### RECORDS FOR THE TASK

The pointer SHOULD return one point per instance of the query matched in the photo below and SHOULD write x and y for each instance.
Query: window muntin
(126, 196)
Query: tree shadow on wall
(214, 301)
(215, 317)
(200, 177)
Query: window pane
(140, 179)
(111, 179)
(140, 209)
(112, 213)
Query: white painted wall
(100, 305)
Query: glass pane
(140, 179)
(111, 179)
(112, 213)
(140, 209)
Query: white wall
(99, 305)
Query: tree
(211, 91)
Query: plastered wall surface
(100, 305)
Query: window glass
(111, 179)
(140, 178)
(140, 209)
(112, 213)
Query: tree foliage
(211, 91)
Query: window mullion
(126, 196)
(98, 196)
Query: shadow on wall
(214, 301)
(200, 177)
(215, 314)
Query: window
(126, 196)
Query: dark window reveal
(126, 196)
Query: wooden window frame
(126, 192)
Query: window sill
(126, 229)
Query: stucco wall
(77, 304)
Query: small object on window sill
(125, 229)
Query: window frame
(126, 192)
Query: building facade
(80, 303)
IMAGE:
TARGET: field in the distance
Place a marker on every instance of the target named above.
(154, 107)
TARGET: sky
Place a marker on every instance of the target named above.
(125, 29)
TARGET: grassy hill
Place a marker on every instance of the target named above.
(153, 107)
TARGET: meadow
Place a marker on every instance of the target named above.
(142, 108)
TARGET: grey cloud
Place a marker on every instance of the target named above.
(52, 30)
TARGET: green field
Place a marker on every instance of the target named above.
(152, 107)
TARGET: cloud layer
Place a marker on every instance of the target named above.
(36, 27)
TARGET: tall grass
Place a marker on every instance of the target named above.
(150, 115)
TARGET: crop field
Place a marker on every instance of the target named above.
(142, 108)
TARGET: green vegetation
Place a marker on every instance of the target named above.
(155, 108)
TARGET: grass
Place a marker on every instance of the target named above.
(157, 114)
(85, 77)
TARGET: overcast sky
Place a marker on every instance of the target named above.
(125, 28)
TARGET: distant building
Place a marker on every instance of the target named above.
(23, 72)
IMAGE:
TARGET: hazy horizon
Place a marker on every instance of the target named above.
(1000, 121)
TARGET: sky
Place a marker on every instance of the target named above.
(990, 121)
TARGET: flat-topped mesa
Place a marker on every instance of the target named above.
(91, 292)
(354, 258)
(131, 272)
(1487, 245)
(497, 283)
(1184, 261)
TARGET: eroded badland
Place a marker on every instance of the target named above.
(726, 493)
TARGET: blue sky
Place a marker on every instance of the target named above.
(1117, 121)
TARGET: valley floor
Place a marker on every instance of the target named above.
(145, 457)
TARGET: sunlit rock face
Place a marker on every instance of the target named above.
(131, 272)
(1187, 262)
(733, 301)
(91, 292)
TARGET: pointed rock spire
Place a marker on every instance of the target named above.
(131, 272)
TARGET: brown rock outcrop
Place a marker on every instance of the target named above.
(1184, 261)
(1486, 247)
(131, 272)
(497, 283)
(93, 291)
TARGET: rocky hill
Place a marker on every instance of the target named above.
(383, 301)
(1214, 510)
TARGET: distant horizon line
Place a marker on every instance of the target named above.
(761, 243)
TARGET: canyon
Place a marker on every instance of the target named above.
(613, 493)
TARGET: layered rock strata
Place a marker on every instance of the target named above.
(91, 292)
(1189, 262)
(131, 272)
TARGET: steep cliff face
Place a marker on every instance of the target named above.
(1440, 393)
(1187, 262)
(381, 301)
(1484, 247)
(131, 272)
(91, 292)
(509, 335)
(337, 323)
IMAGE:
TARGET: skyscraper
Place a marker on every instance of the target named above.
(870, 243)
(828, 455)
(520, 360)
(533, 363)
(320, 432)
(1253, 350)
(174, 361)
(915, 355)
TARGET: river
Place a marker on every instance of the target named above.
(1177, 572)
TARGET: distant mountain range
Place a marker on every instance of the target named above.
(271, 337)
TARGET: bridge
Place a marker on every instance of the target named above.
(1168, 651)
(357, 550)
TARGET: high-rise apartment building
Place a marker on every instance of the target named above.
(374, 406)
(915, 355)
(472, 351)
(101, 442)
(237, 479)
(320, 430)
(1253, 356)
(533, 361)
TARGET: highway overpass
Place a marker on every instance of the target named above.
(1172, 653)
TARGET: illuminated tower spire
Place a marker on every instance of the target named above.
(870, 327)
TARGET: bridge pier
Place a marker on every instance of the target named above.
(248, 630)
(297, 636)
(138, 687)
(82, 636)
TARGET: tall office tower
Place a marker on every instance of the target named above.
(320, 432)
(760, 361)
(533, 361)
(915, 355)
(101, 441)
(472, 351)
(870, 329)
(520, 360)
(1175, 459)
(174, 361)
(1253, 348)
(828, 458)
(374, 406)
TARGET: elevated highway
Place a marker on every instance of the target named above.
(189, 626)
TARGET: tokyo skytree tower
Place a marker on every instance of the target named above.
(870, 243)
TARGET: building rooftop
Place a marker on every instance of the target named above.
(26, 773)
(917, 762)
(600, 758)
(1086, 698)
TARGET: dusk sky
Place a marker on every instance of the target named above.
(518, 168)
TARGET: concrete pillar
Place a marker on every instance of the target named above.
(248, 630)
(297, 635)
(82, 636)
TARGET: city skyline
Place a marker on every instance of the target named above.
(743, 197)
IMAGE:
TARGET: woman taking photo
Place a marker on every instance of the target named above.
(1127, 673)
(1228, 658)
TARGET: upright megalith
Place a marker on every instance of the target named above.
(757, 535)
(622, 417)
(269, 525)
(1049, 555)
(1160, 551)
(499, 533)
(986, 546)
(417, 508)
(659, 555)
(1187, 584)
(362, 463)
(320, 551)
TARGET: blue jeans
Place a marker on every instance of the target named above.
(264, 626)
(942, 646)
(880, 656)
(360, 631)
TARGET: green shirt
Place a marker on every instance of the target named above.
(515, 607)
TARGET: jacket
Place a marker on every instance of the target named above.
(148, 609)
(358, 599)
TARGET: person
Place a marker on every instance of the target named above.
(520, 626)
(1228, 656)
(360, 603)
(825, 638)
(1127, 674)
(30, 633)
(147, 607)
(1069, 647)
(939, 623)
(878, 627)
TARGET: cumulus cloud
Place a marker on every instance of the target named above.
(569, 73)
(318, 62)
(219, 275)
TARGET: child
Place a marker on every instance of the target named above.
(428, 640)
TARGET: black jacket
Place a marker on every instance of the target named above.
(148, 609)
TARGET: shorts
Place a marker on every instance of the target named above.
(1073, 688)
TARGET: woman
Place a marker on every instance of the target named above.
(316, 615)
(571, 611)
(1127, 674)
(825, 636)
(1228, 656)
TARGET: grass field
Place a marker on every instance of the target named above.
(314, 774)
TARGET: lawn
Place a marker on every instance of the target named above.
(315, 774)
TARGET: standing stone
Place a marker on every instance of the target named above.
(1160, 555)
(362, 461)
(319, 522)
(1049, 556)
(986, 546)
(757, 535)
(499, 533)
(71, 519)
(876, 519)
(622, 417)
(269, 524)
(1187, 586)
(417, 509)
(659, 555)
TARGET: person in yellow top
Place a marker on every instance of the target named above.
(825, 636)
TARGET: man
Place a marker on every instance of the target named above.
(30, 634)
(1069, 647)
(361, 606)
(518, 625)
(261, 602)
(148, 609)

######

§ WRITTEN EXERCISE: Output the entries verbatim.

§ WORKED ANSWER:
The pointer SHOULD return one point per instance of the query matched in the photo below and SHOULD write x and y for each instance.
Query: window muntin
(126, 196)
Query: tree shadow on wall
(214, 301)
(215, 317)
(200, 177)
Query: window pane
(140, 179)
(111, 179)
(140, 209)
(112, 213)
Query: white painted wall
(100, 305)
Query: glass pane
(140, 179)
(111, 179)
(112, 213)
(140, 209)
Query: white wall
(99, 305)
Query: tree
(211, 91)
Query: plastered wall surface
(100, 305)
Query: window glass
(111, 179)
(140, 178)
(140, 209)
(112, 213)
Query: tree foliage
(211, 91)
Query: window mullion
(126, 196)
(98, 196)
Query: shadow on wall
(214, 301)
(200, 177)
(215, 314)
Query: window
(126, 196)
Query: dark window reveal
(126, 196)
Query: wooden window frame
(126, 192)
Query: window sill
(126, 229)
Query: stucco wall
(77, 304)
Query: small object on window sill
(125, 229)
Query: window frame
(126, 192)
Query: building facade
(80, 303)
IMAGE:
TARGET: field in the distance
Place a marker on every instance of the target named above.
(154, 107)
TARGET: sky
Place a marker on every instance of the target named above.
(125, 29)
TARGET: grassy hill
Place a marker on every instance of the target named above.
(153, 107)
TARGET: meadow
Place a marker on every instance of the target named above.
(142, 108)
TARGET: grey cloud
Place a marker on every instance of the target named above.
(52, 30)
TARGET: green field
Place a marker on every instance of the target named above.
(152, 107)
TARGET: cloud layer
Place a marker on every instance of the target named above.
(36, 27)
TARGET: tall grass
Place a marker on every instance of the target named above.
(150, 115)
TARGET: crop field
Place a marker on every instance of the target named above.
(142, 108)
TARGET: green vegetation
Place a marker on every instance of the target named above.
(155, 108)
TARGET: grass
Place a marker on every instance of the target named above.
(157, 114)
(85, 77)
TARGET: overcast sky
Place a marker on every instance of the target named above.
(125, 28)
TARGET: distant building
Place a marker on every instance of the target named above.
(23, 72)
IMAGE:
TARGET: hazy horizon
Place a marker on every instance of the target named above.
(1000, 121)
TARGET: sky
Place a marker on every instance of the target named above.
(990, 121)
TARGET: flat-topped mesa
Place a marker on every instance of the target named above.
(91, 292)
(354, 258)
(131, 272)
(1487, 245)
(497, 283)
(1184, 261)
TARGET: eroded badland
Place a marker on every instance of the target named above.
(726, 493)
TARGET: blue sky
Place a marker on every instance of the target named above.
(1117, 121)
TARGET: valley floor
Place a marker on every instance of the target named above.
(145, 457)
TARGET: sunlit rock face
Place a marker on every instance of the target named above.
(131, 272)
(1187, 262)
(733, 301)
(91, 292)
TARGET: pointed rock spire
Place a marker on every instance of the target named above.
(131, 272)
TARGET: brown rock outcrop
Place a marker on every instance of the target named above.
(1184, 261)
(1486, 247)
(131, 272)
(497, 283)
(93, 291)
TARGET: rocky hill
Place a marker on every instance of the target named above.
(383, 301)
(1214, 510)
TARGET: distant horizon line
Place a marker on every instance of the target named above.
(761, 243)
TARGET: canyon
Place a marker on every instance of the target named above.
(613, 493)
TARGET: layered rock strata
Place a marker on every instance of the target named above.
(91, 292)
(1189, 262)
(131, 272)
TARGET: steep cliff face
Place a marker on every instance of the target named above.
(1440, 393)
(1187, 262)
(381, 301)
(1484, 247)
(131, 272)
(91, 292)
(509, 335)
(337, 323)
IMAGE:
TARGET: skyscraper
Place a marker on every instance of the target named above.
(870, 243)
(828, 455)
(520, 360)
(533, 363)
(320, 432)
(1253, 350)
(174, 361)
(915, 355)
TARGET: river
Place a marker on every instance of the target named above.
(1177, 572)
TARGET: distant mountain range
Place a marker on every instance of the target named above.
(271, 337)
TARGET: bridge
Place a marker on every instance of the target named above.
(1168, 651)
(357, 550)
TARGET: high-rise apartment building
Place a marker on every instance of the target named above.
(374, 406)
(915, 355)
(472, 351)
(101, 442)
(237, 479)
(320, 430)
(1253, 356)
(533, 361)
TARGET: highway overpass
Place a marker on every instance of the target named above.
(1172, 653)
TARGET: illuminated tower spire
Place a marker on every instance of the target named above.
(870, 327)
TARGET: bridge pier
Place a marker on every instance of the target named above.
(248, 630)
(297, 636)
(138, 687)
(82, 636)
TARGET: tall office tower
Place a marker on every instance of the target named above.
(320, 432)
(760, 361)
(533, 361)
(915, 355)
(101, 441)
(472, 351)
(870, 329)
(520, 360)
(1175, 459)
(174, 361)
(1253, 348)
(828, 458)
(374, 406)
TARGET: elevated highway
Place a marker on every instance of the target named above.
(189, 626)
TARGET: tokyo skytree tower
Place a marker on every instance of the target named above.
(870, 243)
TARGET: building rooftop
Place a marker on every instance of the target named above.
(26, 773)
(917, 762)
(600, 758)
(1086, 698)
TARGET: dusk sky
Place a marker on every instance of the target named above.
(518, 168)
TARGET: concrete pillar
Place a marker on every instance of the target named above.
(248, 630)
(297, 635)
(82, 636)
TARGET: city skyline
Place a marker on every instance of the target named above.
(743, 197)
IMAGE:
TARGET: woman taking photo
Place a marker on every instance of the target named above.
(1127, 673)
(1228, 658)
TARGET: upright megalith
Place a marker on every instance of the target named above.
(757, 535)
(622, 417)
(269, 525)
(1049, 555)
(1160, 551)
(499, 533)
(986, 546)
(417, 508)
(659, 555)
(1187, 584)
(362, 463)
(320, 551)
TARGET: blue jeans
Place a marker on every instance of the target named above.
(264, 626)
(942, 646)
(880, 656)
(360, 631)
TARGET: green shirt
Place a marker on every instance of the target named above.
(515, 607)
TARGET: jacket
Place a marker on every instance of the target named above.
(148, 609)
(358, 599)
TARGET: person
Place a marker on every instance of the target named above.
(520, 626)
(1228, 656)
(360, 603)
(825, 638)
(1127, 674)
(30, 633)
(147, 607)
(1069, 647)
(939, 623)
(878, 627)
TARGET: cumulus cloud
Place a marker on every instance of the target named above.
(569, 73)
(318, 62)
(219, 275)
TARGET: child
Place a marker on every instance of the target named above.
(428, 640)
TARGET: black jacket
Place a marker on every instance of the target named above.
(148, 609)
TARGET: shorts
Place a marker on every instance of the target named above.
(1073, 688)
TARGET: woman
Place a marker on every instance of the target named above.
(316, 615)
(571, 611)
(1127, 674)
(825, 636)
(1228, 656)
TARGET: grass field
Place a marker on every instance of the target named above.
(314, 774)
TARGET: lawn
Place a marker on every instance of the target named above.
(315, 774)
TARGET: standing stone
Place a marker on every instance of the target named above.
(1160, 555)
(362, 461)
(319, 522)
(1049, 556)
(986, 546)
(757, 535)
(499, 533)
(71, 519)
(876, 519)
(622, 417)
(269, 524)
(1187, 586)
(417, 509)
(659, 555)
TARGET: person in yellow top
Place a marker on every instance of the target named above.
(825, 636)
TARGET: man
Place a marker on every instance of the target named above.
(30, 634)
(1069, 647)
(361, 606)
(518, 625)
(261, 602)
(148, 609)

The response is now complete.